==== EXTRACTED INFORMATION ====

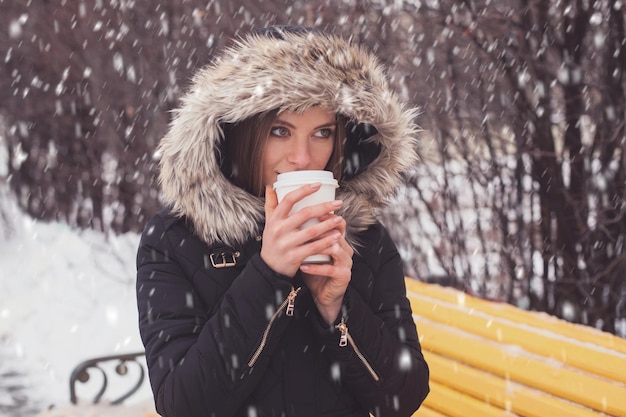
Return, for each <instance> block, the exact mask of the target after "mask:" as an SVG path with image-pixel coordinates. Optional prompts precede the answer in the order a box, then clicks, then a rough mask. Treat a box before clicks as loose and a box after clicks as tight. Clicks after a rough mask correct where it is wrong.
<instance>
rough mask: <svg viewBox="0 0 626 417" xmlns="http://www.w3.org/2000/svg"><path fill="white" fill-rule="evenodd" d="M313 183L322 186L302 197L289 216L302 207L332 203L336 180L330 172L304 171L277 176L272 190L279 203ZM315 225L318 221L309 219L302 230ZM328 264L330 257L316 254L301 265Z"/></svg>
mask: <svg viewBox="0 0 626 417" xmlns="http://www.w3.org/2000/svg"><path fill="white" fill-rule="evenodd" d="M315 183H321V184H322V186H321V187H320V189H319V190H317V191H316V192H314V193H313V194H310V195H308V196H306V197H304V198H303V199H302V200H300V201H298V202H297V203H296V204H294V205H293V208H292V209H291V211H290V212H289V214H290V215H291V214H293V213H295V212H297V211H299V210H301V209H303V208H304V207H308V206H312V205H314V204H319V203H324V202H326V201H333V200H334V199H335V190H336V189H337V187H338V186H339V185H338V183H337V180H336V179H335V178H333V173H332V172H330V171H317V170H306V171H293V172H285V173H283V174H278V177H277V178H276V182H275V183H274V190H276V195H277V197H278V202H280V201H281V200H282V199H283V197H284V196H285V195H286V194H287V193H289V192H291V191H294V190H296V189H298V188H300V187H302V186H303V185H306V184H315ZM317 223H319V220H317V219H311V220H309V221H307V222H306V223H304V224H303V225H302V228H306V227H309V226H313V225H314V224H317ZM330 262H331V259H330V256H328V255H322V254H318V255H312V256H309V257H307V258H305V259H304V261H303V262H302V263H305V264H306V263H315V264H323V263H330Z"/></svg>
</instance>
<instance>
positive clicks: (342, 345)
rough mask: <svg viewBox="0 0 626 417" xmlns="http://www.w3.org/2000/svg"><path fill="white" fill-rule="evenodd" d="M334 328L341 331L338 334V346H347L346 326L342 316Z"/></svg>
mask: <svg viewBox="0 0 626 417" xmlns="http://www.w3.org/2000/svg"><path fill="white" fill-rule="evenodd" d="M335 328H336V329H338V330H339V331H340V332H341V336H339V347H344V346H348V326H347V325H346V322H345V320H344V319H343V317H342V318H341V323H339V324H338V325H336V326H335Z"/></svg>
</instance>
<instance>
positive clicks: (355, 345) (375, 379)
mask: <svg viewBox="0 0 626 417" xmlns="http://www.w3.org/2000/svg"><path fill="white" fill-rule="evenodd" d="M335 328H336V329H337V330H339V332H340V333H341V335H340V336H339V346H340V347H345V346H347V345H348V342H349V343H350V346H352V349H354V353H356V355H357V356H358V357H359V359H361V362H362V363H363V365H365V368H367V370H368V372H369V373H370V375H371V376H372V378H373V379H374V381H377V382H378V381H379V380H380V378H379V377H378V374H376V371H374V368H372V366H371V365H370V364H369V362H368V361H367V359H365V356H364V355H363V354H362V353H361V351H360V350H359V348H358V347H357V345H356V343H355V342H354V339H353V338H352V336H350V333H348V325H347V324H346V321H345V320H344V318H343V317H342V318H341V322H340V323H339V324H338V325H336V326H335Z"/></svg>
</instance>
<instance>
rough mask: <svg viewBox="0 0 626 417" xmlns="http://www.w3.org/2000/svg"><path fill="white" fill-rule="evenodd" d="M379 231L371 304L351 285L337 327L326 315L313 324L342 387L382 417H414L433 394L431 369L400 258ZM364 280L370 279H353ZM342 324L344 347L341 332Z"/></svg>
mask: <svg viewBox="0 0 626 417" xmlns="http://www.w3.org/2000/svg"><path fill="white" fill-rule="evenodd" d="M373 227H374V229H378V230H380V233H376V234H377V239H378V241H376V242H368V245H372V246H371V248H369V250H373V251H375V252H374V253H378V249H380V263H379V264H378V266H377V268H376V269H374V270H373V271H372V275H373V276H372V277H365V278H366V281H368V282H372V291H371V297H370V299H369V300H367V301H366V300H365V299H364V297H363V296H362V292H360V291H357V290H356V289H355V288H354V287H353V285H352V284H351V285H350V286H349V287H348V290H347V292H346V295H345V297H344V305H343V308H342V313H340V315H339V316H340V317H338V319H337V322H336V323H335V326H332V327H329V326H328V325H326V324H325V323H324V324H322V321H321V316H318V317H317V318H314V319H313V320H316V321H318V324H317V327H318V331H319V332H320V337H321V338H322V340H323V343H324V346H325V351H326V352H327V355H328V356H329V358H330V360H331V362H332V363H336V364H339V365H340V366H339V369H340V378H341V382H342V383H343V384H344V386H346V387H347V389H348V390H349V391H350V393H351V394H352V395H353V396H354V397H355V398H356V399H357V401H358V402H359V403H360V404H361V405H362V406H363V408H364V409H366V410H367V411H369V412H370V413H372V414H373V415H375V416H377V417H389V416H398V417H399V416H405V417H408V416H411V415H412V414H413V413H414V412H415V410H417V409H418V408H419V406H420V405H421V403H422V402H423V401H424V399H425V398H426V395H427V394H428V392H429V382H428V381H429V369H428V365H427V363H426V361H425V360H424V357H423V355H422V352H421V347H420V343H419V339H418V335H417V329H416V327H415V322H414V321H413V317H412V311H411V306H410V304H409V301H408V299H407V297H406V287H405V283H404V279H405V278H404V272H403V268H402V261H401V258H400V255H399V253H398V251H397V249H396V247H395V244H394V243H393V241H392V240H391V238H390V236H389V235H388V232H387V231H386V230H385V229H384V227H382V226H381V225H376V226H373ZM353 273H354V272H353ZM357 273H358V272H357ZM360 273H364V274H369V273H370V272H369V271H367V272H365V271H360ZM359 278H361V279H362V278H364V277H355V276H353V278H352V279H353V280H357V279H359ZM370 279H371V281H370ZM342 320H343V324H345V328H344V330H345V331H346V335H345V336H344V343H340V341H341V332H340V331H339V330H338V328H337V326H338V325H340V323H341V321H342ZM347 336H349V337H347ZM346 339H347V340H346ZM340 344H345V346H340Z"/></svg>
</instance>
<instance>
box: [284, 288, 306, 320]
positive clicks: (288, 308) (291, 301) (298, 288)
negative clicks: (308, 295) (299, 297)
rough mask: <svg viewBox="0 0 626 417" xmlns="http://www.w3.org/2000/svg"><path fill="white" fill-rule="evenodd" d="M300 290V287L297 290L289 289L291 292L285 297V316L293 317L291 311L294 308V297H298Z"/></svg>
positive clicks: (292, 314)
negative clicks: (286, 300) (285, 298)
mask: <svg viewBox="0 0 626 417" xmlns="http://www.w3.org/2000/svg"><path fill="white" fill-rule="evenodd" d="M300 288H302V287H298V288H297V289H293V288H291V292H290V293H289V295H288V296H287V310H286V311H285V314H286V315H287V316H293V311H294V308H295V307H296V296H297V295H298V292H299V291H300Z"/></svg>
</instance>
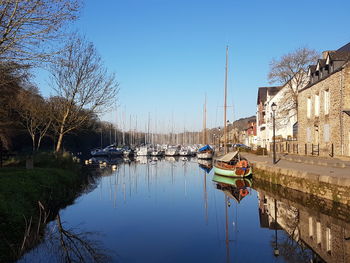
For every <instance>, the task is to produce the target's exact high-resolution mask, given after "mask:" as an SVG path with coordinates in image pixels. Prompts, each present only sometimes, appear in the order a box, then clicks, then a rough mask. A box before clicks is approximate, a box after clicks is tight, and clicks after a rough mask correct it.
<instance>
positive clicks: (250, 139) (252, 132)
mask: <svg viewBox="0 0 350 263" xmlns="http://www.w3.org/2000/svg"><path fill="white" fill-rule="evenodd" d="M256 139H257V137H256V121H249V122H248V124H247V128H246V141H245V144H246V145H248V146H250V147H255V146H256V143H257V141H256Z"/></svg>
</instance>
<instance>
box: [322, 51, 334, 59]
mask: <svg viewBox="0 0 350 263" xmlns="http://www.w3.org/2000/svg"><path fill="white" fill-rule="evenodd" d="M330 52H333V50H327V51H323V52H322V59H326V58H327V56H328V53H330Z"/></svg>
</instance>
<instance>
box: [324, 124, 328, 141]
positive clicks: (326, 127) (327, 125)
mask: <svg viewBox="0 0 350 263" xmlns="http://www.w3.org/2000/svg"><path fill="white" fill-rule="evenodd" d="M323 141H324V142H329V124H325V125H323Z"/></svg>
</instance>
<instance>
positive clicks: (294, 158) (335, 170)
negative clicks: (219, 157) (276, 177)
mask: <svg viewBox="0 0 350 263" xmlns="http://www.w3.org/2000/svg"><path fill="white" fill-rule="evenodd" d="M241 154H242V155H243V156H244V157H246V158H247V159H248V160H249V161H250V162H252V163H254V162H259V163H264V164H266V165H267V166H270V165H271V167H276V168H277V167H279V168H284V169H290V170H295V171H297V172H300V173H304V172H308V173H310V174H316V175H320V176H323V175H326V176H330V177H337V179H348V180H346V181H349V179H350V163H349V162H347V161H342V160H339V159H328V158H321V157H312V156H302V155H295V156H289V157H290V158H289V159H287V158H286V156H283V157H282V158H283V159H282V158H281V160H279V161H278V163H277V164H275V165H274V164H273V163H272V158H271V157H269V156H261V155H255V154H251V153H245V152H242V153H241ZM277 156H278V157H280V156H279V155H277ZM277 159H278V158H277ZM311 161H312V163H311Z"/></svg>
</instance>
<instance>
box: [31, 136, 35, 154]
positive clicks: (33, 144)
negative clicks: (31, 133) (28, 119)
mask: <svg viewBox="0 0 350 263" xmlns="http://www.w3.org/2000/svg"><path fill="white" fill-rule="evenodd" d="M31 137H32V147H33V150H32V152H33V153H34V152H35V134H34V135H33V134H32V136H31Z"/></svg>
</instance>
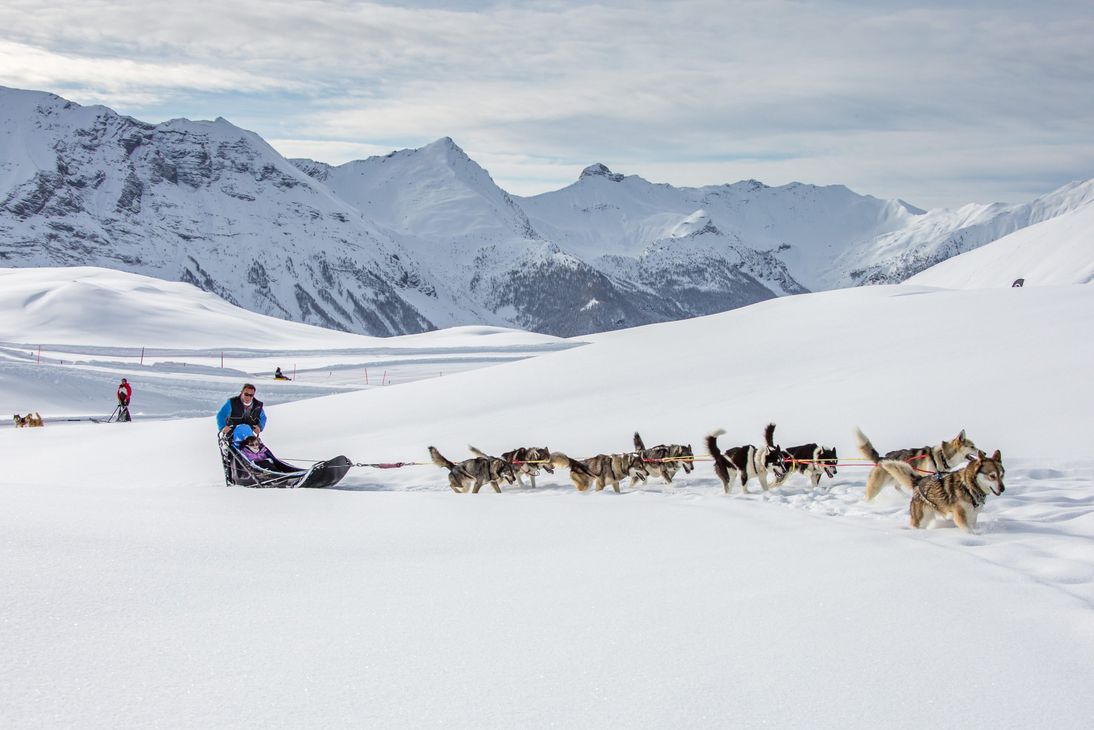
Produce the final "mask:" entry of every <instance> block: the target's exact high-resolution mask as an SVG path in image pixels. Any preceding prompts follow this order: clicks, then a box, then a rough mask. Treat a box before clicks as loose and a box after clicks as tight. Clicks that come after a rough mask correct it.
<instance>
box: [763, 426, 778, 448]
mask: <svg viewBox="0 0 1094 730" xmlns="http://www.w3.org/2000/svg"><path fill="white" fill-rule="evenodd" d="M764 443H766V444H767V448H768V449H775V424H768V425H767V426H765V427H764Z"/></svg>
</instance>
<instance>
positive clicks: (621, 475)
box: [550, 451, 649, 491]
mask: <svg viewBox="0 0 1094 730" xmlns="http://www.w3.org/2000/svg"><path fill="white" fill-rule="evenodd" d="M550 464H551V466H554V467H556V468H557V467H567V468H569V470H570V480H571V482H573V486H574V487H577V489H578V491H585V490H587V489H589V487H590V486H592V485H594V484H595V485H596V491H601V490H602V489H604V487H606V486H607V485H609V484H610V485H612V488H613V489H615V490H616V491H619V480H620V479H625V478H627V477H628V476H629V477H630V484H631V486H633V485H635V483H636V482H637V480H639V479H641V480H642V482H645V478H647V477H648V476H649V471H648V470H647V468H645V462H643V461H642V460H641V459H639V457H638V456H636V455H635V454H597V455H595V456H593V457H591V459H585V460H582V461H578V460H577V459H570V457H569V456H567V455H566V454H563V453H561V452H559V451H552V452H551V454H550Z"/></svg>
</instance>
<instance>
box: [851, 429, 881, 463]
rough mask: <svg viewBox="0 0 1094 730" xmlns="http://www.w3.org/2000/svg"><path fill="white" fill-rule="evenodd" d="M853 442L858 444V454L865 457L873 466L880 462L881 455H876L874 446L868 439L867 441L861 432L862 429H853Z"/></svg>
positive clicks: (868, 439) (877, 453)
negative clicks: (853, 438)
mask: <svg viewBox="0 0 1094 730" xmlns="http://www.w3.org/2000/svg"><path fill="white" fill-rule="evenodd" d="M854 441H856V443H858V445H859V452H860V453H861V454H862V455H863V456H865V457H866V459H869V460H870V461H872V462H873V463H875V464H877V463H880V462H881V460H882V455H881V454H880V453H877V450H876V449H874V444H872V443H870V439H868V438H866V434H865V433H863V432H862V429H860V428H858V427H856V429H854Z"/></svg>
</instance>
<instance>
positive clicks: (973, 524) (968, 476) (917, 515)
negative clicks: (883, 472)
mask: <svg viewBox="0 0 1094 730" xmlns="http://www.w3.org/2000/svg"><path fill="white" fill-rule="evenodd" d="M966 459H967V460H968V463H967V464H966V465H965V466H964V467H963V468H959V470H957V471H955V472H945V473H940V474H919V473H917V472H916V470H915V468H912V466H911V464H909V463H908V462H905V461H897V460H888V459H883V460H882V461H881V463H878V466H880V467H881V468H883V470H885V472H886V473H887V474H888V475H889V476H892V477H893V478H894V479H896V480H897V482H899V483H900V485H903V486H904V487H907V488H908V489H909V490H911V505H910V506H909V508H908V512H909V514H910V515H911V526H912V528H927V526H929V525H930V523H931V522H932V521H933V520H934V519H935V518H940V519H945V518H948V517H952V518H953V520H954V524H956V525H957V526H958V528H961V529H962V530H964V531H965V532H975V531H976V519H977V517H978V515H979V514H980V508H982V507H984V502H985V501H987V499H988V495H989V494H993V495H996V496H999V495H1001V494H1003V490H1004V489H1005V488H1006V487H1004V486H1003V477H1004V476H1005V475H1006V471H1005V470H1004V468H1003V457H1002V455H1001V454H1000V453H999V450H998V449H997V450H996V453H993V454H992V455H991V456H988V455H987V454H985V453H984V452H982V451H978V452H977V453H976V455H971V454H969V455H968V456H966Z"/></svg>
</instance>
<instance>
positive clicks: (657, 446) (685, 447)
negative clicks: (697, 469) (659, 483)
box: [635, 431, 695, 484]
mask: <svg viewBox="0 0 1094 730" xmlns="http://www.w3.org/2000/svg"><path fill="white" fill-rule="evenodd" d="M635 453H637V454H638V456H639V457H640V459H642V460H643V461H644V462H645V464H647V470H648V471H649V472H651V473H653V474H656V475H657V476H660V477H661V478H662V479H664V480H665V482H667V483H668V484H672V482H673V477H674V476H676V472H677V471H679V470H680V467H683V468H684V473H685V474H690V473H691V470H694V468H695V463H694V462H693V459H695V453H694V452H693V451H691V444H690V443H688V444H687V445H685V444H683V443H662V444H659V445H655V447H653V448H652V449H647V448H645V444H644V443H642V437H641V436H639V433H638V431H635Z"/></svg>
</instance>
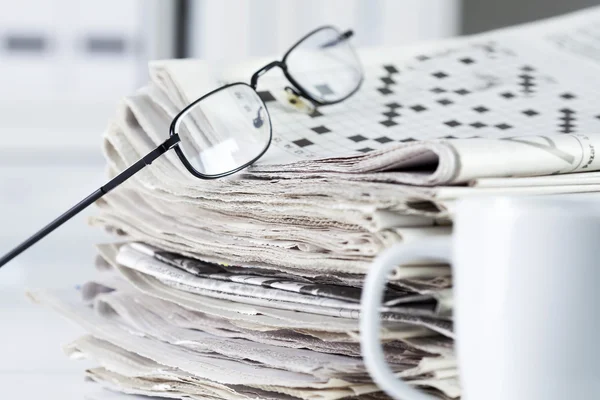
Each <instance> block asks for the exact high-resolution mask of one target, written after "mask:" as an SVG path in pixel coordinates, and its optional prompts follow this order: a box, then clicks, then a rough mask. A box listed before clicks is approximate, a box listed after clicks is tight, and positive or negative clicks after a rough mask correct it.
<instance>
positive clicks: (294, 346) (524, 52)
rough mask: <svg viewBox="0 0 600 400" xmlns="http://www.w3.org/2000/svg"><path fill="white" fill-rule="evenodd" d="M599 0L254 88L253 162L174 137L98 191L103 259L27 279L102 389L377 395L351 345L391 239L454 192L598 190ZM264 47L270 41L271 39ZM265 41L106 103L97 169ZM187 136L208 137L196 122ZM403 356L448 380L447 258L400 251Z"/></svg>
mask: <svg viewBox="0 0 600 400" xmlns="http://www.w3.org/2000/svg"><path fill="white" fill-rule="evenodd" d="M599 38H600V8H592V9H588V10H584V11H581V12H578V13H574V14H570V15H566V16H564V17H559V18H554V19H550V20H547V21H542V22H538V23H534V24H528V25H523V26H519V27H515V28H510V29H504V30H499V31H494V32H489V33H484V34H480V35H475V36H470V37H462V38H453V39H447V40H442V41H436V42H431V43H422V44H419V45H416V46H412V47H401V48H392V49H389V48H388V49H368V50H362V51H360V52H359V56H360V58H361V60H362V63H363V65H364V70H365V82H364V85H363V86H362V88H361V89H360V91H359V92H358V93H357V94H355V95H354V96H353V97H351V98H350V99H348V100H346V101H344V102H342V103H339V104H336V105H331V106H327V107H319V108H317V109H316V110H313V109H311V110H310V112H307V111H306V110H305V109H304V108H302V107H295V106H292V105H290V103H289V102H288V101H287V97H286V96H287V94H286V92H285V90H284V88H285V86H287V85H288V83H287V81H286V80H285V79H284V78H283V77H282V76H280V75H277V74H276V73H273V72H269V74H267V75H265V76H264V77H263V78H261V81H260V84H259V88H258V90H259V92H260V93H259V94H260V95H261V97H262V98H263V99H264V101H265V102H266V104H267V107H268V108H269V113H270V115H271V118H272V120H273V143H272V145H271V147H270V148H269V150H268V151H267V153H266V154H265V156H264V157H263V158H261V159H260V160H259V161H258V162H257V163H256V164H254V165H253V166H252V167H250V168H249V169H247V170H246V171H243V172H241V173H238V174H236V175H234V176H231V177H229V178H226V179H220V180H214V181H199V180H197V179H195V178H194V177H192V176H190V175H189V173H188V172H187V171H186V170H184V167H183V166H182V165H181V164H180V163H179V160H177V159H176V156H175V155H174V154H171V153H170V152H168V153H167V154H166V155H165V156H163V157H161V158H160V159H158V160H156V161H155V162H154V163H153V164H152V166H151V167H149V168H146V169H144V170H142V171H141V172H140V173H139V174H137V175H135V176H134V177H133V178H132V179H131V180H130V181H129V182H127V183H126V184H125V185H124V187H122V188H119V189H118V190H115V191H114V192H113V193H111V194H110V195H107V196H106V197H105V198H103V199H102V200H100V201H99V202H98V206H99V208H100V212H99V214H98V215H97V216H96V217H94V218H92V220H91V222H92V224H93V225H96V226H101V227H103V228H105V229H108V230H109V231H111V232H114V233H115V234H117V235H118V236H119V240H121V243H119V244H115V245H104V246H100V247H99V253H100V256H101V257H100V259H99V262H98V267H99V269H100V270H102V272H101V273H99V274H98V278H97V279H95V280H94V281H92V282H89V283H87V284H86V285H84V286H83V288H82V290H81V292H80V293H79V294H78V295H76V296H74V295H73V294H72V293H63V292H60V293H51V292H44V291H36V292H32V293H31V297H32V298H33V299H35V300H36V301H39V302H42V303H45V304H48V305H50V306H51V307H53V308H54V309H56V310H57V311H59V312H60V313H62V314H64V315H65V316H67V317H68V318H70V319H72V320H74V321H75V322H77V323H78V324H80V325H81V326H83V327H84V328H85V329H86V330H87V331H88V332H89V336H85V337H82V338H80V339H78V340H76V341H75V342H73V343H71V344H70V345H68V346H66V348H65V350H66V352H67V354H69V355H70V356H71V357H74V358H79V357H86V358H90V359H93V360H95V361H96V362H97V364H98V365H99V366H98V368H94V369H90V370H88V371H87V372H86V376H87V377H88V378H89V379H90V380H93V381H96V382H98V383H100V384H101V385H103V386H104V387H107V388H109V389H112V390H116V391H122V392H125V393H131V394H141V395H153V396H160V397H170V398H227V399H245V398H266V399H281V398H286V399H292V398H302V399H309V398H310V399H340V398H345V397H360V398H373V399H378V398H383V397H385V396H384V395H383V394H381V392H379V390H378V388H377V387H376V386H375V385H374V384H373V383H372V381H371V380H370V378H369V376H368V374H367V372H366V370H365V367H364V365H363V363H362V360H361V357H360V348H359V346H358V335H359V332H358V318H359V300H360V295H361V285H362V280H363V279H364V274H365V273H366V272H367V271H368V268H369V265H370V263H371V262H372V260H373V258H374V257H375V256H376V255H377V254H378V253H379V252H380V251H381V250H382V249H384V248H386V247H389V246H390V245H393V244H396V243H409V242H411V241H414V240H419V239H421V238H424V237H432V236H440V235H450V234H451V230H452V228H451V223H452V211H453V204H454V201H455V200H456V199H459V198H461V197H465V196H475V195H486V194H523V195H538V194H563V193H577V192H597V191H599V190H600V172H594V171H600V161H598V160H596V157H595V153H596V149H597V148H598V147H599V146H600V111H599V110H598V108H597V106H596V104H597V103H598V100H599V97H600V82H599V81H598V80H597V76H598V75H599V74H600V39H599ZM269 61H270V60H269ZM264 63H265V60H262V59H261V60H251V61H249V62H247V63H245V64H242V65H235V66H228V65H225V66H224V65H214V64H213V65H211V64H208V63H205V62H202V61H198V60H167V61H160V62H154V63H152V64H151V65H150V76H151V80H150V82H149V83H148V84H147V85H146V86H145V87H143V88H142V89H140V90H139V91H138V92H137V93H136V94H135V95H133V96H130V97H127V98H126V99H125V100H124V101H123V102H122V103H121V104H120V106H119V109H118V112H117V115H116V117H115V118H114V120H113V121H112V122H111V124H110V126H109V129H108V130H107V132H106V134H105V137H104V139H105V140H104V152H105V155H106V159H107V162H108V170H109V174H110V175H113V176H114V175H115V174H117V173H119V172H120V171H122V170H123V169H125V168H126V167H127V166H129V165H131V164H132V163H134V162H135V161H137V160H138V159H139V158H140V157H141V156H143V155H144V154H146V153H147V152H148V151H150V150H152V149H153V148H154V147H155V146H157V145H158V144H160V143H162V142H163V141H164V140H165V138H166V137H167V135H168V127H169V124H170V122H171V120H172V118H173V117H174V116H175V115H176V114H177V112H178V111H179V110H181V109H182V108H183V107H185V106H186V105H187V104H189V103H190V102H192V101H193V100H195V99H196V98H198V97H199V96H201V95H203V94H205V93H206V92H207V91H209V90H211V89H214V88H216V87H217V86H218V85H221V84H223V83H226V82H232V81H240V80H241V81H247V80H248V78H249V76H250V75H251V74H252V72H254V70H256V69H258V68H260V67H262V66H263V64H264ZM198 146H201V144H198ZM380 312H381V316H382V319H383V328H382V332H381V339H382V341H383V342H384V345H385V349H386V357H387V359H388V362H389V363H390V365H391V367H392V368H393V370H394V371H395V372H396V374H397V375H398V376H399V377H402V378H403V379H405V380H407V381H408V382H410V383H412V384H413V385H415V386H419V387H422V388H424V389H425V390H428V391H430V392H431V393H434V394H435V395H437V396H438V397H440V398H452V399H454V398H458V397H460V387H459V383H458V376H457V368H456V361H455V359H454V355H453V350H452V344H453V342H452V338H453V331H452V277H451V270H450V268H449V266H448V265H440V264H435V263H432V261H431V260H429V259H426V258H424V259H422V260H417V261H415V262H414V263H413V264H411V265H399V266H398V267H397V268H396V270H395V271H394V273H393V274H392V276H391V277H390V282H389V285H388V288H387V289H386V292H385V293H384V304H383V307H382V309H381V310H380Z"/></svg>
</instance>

====

* _WORK INSTRUCTIONS_
From the records above, pull every line that carries the word "loose".

* _YOUR SOLUTION_
Return, for each <instance> block, the exact mask of the target after "mask:" as an SVG path with image-pixel coordinates. Optional prompts precede the answer in the order a box, then clicks, then a rough mask. Treat a box before clicks as loose and a box after clicks as tight. Clicks after a rough mask correct where it is wrong.
Produce the final "mask:" entry of every <instance> block: the target's exact high-resolution mask as an SVG path in image pixels. Any preceding prompts follow this order: clicks, then a box, then a rough mask. Treat a box before clicks as loose and a box after clicks as tight. Clicks that come after a rough mask correct it.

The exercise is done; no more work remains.